◆ What you are asked to do ◆
In the data, rewrite the lines starting with the one containing "outline --target=black car" and continuing through the one containing "92 194 L 154", changing "body panel" to "door panel" and leaving everything else unchanged. Leave the pictures out of your answer.

◆ Material to process ◆
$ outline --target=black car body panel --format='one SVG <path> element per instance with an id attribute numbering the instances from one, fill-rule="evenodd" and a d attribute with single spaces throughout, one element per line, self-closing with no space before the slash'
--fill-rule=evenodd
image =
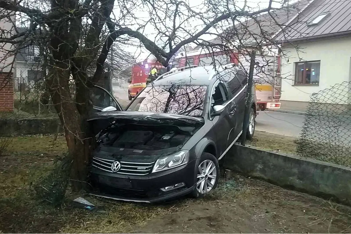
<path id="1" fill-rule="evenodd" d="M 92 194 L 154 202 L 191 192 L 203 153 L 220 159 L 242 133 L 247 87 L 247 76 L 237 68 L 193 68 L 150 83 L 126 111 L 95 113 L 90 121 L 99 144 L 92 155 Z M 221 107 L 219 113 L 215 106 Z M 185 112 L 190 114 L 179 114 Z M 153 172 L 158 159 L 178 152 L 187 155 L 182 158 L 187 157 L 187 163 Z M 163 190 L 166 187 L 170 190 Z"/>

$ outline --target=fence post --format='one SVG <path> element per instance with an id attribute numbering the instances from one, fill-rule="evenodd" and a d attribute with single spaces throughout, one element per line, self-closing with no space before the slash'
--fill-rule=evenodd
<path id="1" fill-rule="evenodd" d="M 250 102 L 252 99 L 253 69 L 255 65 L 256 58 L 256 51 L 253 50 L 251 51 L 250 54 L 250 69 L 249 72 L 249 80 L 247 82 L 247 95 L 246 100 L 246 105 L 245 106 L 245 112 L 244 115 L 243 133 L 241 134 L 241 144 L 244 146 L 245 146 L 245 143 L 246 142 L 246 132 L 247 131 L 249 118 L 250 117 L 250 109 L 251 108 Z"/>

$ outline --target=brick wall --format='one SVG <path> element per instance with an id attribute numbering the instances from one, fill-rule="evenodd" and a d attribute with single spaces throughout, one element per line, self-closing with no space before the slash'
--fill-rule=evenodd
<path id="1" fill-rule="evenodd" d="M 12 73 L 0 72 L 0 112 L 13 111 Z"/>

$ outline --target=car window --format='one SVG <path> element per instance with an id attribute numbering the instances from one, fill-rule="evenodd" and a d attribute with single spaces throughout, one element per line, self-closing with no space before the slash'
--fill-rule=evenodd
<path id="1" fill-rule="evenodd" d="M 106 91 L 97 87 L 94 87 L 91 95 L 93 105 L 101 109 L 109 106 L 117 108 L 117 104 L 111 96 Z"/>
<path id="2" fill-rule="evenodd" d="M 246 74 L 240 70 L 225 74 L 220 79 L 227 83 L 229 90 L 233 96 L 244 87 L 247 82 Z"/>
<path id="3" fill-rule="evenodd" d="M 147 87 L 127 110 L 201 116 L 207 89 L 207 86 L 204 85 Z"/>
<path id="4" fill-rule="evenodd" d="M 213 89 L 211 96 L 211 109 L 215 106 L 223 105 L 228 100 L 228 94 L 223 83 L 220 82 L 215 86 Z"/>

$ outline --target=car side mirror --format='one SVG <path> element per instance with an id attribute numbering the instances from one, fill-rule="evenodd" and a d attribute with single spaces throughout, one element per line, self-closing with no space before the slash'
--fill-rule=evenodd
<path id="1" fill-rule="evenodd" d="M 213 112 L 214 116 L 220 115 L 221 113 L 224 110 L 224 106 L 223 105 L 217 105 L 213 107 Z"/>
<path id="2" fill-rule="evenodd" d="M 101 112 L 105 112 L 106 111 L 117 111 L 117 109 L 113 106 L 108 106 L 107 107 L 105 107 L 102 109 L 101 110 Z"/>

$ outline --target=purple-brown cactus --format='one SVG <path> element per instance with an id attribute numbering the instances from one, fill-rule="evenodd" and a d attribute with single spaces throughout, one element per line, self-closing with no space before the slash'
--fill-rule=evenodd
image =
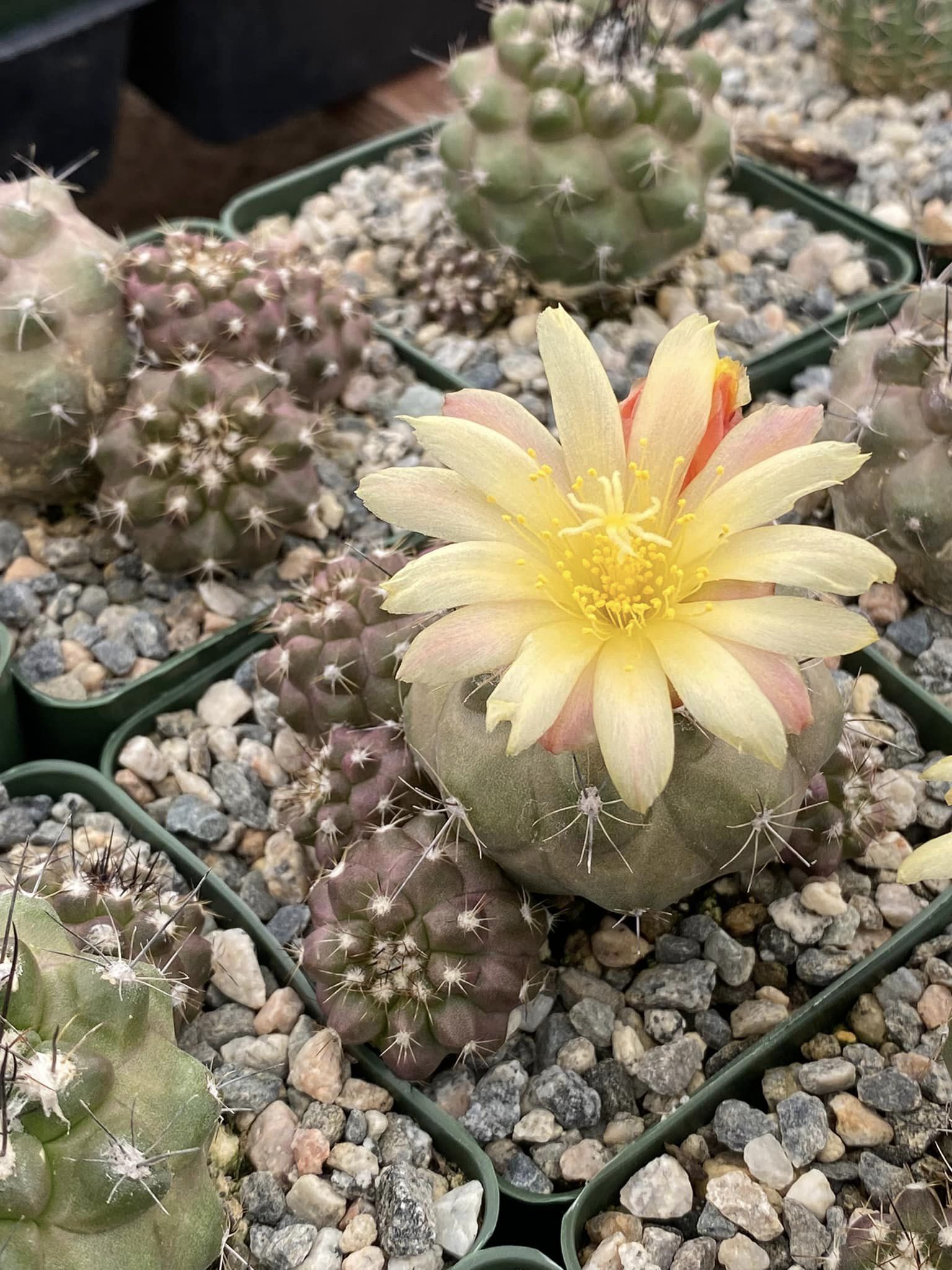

...

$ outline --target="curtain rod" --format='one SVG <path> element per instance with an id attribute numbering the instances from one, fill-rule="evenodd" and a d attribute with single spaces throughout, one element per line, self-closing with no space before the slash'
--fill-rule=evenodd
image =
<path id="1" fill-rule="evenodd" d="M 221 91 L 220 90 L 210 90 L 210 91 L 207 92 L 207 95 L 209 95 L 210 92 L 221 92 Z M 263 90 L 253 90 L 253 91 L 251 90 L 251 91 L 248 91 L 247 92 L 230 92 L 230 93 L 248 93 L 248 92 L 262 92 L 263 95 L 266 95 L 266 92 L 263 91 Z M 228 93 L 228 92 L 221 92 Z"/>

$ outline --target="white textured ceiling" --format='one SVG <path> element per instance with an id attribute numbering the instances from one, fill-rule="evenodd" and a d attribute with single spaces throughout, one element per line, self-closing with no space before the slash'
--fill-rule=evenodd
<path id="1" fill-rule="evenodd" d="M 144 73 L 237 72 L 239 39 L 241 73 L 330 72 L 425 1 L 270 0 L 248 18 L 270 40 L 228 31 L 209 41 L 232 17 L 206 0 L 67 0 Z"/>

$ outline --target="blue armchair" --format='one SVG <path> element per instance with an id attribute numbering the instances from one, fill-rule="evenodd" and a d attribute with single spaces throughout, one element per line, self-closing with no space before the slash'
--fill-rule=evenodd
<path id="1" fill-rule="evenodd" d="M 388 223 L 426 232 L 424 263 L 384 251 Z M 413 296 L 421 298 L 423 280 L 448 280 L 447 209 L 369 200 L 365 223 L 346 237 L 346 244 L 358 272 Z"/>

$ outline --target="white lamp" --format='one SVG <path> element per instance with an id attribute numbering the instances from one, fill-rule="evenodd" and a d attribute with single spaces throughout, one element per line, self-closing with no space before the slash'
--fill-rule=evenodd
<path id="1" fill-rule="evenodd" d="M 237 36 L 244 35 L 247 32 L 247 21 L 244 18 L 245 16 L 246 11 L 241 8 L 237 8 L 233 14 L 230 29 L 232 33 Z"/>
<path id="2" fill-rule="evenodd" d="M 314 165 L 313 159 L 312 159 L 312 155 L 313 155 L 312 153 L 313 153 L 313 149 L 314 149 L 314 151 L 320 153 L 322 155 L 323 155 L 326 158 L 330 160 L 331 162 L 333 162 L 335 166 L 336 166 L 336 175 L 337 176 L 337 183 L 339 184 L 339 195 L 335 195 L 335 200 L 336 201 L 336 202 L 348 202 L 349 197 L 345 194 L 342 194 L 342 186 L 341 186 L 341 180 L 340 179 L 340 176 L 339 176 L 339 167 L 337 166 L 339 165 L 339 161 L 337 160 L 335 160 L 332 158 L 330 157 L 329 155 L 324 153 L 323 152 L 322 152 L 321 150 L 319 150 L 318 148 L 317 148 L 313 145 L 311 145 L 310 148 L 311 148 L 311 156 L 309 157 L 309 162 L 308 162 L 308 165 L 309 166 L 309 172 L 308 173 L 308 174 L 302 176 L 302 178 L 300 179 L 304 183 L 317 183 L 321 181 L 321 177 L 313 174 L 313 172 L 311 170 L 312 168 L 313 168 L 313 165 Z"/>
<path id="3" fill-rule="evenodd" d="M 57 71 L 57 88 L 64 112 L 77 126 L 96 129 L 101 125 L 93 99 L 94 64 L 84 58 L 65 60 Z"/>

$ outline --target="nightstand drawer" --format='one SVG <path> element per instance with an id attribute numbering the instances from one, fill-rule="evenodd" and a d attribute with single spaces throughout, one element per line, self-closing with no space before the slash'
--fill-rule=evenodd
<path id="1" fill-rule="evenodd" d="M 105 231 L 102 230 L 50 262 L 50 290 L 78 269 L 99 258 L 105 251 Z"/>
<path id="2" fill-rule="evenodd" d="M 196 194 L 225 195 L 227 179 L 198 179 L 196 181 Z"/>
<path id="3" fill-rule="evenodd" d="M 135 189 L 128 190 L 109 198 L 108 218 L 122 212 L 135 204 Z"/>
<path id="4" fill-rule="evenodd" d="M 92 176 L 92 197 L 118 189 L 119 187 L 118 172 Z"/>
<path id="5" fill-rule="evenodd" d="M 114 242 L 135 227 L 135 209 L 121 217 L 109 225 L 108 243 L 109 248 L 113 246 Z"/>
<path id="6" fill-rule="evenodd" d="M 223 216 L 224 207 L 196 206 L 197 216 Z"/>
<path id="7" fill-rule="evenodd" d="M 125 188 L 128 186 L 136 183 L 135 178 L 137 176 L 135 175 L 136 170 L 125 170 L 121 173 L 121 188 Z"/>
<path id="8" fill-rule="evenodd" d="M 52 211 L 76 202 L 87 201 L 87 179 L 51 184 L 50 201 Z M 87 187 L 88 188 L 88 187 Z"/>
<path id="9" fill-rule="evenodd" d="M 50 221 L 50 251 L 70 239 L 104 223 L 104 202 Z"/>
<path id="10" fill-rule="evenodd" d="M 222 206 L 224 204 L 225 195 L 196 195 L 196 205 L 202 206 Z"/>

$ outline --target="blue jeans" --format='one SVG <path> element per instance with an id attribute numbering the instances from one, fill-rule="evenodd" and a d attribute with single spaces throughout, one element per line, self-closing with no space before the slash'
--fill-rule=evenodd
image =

==

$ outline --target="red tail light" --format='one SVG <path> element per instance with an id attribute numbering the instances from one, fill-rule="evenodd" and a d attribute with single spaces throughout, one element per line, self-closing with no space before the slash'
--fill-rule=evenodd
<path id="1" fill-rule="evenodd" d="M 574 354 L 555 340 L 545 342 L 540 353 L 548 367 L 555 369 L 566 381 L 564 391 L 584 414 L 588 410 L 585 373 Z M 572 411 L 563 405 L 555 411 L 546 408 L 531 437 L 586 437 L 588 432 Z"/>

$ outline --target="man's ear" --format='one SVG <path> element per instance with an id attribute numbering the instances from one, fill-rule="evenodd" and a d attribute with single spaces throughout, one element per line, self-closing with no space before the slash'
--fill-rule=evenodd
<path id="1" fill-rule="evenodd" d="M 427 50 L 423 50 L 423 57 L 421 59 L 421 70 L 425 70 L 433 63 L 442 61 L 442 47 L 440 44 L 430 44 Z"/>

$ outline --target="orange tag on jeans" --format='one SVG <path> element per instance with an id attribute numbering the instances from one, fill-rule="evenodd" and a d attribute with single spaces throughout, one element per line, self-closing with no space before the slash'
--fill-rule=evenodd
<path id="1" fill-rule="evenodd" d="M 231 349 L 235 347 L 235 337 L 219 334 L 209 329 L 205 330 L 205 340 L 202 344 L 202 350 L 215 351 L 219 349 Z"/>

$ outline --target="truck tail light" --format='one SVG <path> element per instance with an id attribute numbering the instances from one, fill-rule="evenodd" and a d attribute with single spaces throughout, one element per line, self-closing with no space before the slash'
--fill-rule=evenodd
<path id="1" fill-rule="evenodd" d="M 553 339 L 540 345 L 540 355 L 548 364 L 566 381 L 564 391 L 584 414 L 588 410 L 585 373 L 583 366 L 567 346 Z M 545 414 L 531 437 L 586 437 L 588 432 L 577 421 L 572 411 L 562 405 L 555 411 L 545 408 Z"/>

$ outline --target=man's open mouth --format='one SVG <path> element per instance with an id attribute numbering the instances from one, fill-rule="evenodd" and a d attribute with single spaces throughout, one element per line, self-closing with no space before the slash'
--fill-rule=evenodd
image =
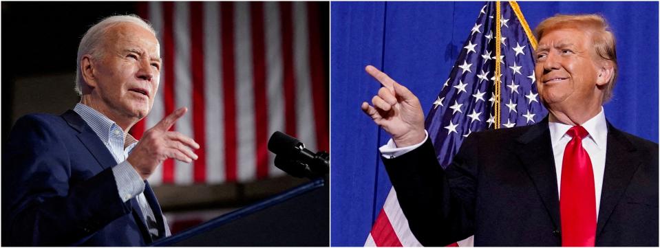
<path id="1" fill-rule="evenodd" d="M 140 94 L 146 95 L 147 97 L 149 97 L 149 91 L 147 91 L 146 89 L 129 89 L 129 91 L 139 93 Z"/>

◆ Solution for this problem ◆
$ outline --target=black car door panel --format='one SVG <path> element per instance with an id attribute numbering the instances from one, fill-rule="evenodd" and a d attribute with single spaces throughout, one element per line, self-closing with no space before the slash'
--fill-rule=evenodd
image =
<path id="1" fill-rule="evenodd" d="M 92 194 L 154 202 L 191 192 L 203 153 L 220 159 L 242 133 L 247 87 L 247 76 L 237 68 L 193 68 L 150 83 L 126 111 L 95 113 L 90 121 L 99 144 L 92 155 Z M 221 107 L 219 113 L 215 106 Z M 185 112 L 190 114 L 179 114 Z M 153 172 L 158 159 L 178 152 L 187 155 L 182 158 L 187 157 L 187 163 Z M 163 190 L 166 187 L 170 190 Z"/>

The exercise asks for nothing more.